Input records
*** Begin section ***
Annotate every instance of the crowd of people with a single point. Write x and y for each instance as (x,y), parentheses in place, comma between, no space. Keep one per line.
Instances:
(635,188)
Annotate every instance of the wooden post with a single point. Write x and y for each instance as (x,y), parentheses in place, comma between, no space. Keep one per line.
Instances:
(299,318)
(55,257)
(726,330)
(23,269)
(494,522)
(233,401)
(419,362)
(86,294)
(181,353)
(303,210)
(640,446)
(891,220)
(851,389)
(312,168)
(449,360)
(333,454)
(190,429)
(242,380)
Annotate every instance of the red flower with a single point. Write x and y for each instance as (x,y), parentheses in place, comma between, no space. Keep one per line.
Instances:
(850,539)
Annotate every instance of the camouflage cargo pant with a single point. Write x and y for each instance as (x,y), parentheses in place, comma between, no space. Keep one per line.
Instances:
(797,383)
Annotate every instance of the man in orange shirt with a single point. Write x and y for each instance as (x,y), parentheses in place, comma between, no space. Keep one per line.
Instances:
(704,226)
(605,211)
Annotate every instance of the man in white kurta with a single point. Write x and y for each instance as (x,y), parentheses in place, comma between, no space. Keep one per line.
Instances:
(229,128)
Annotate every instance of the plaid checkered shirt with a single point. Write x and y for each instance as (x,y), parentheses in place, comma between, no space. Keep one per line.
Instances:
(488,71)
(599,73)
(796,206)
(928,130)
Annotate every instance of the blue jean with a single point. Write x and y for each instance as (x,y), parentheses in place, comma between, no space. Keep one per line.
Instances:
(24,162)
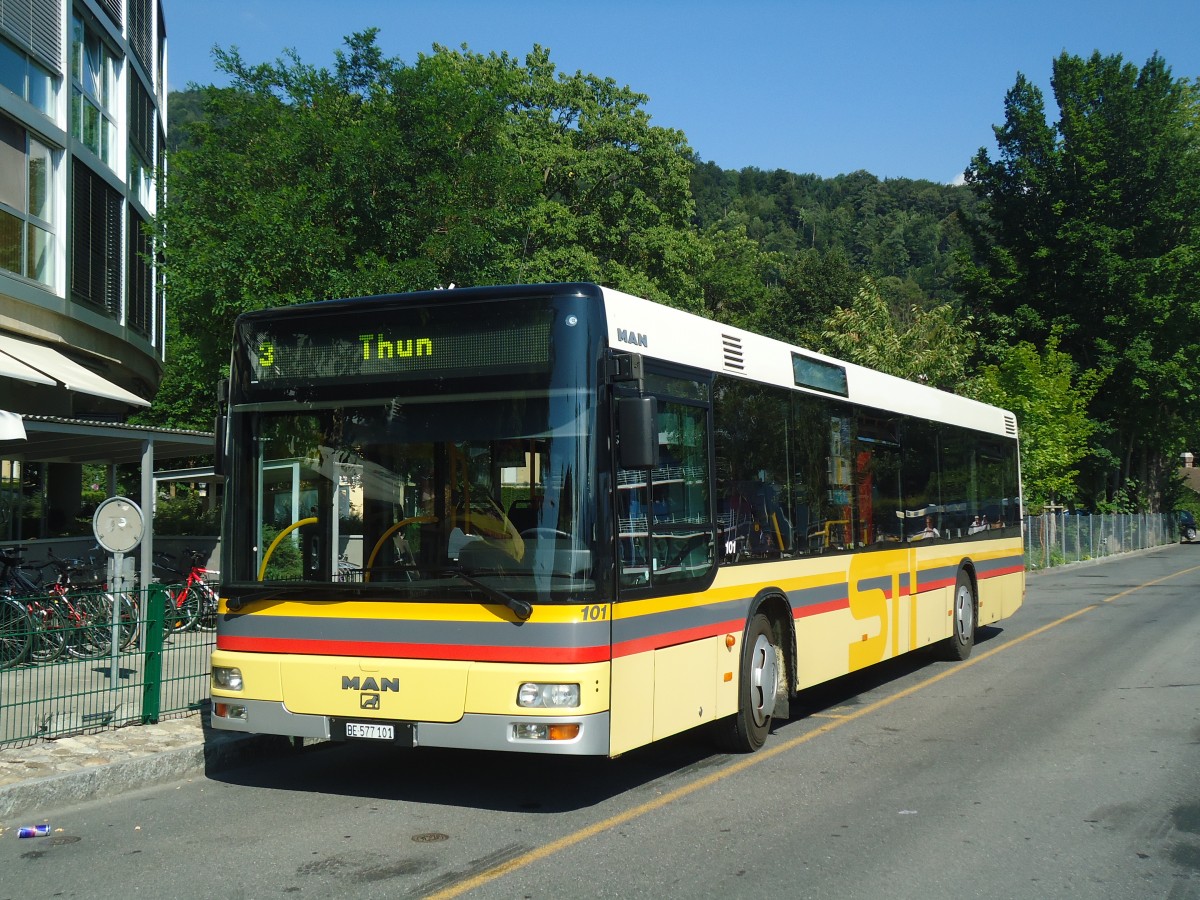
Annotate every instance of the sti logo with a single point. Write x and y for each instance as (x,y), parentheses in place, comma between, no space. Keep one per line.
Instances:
(633,337)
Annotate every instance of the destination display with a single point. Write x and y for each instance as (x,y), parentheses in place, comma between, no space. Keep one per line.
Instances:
(459,342)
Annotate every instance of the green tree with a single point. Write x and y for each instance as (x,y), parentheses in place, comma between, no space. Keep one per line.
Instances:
(1092,233)
(1049,397)
(300,184)
(928,346)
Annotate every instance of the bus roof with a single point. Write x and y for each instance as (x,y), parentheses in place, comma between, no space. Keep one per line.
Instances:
(663,333)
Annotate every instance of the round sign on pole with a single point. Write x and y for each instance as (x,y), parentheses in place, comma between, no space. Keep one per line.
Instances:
(118,525)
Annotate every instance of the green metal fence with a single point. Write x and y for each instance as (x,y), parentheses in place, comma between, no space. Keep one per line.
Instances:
(165,672)
(1061,538)
(84,685)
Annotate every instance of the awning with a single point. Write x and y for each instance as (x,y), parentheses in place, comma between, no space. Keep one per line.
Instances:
(48,438)
(73,377)
(15,369)
(11,427)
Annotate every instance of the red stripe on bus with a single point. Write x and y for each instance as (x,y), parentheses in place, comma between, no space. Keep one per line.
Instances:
*** End section ***
What you should do
All the records above must be retyped exactly, except for their pictures.

Result of this exercise
Annotate every instance of the crowd of people with a single point. Write x and y for each instance as (x,y), parentheses in place, comma between, no space. Keep one per line.
Instances:
(635,188)
Annotate every instance of the wooden post with a single point. Write x and y for each instance as (x,y), parentheses in place, comma between, no space. Keep one per line.
Instances:
(299,318)
(55,257)
(726,330)
(23,269)
(494,522)
(233,401)
(419,362)
(86,294)
(181,353)
(303,210)
(640,446)
(891,220)
(851,389)
(312,168)
(449,360)
(333,454)
(190,429)
(242,380)
Annotate every instance of the red flower with a single point. Write x and y for each instance as (x,y), parentheses in place, comma between, no space. Keep one per line.
Instances:
(850,539)
Annotate every instance of the camouflage cargo pant with a single point. Write x and y for each instance as (x,y), parentheses in place, comma between, no space. Keep one per line.
Instances:
(797,383)
Annotate every instance of the man in orange shirt with a single point. Write x and y for each instance as (x,y), parentheses in place, comma between, no space. Keep one per line.
Instances:
(704,226)
(605,211)
Annotate every instance of the man in white kurta with a single point. Write x and y for each instance as (x,y), parentheses in place, comma between, no space. Keep one per line.
Instances:
(229,128)
Annotate every instance of the plaid checkered shirt with a single point. Write x and y for each instance as (x,y), parentheses in place, comma between, no space. Keep one per line.
Instances:
(488,71)
(599,73)
(796,206)
(928,130)
Annotate every instance of the blue jean with a single point. Write x and y for each instance as (x,y), parentheses in place, comma between, no space. Keep one per line.
Instances:
(24,162)
Annotate every instance of the sti logo with a single point. Write x and y for each instance as (x,y), parentheses in place, comma between, no space. Keep one per line.
Instances:
(633,337)
Annotate every instance of the destination display with a single point. Write x and y for each instance as (x,y), parentheses in place, comma between, no space. Keep one per line.
Instances:
(459,342)
Annotate every instance of the green tree with a single point. Write x and y for each instance as (x,y), parentheses in place, comma between, no space. Keep one per line.
Instances:
(1092,233)
(1049,397)
(300,184)
(928,346)
Annotate every instance of the bus roof with a single point. Write x and y for each instance as (x,y), parentheses in place, comma between, no space. Keep one per line.
Instances:
(663,333)
Annotate every instance of the round sign on pole with a single point. Write x and y for each instance as (x,y), parentheses in place, comma between, no space. Keep one per line.
Instances:
(118,525)
Annotate every instance of the green metal fence with a single point. Write x and y for each instance as (x,y), parentheses in place, comma between, no space. Keep one per line.
Instances:
(165,672)
(1061,538)
(84,685)
Annotate every instance of the awning with a single point. Write x and y for each instance as (x,y), parentheses in place, comma between, no space. Keep one per line.
Instances:
(48,438)
(73,377)
(15,369)
(11,427)
Annotate every instance of the red stripe on bus with a single point. Write x and y for each instance as (x,y), parentheses in place, comma between, no space. Keep one per line.
Instances:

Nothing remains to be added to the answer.